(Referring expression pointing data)
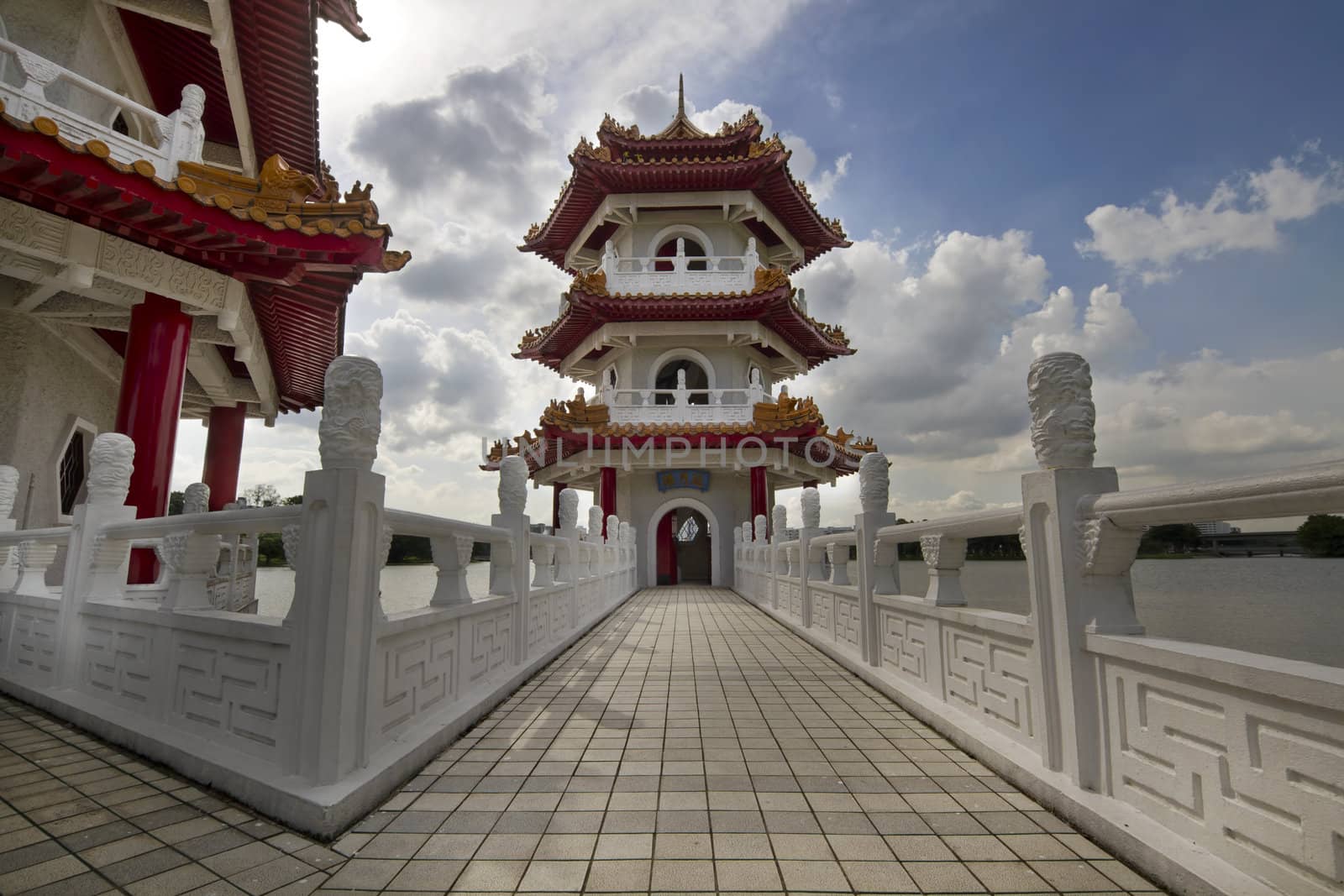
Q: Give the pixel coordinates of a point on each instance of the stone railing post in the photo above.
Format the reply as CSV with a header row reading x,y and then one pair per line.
x,y
810,557
8,493
96,566
875,574
452,555
569,560
1079,570
186,134
779,564
944,555
190,559
338,553
511,571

» **Exercise requirements**
A picture-free version of all the records, repeated exactly, is what to return.

» **Reply to the exercise**
Q: Give the pixel coordinates of a point on each instance of the stone railing post in the photo above.
Format the reply as CSV with a header row reading x,y and then one pair per line.
x,y
810,557
8,493
96,566
875,574
452,555
569,560
1079,570
186,134
779,564
944,555
190,559
338,553
511,571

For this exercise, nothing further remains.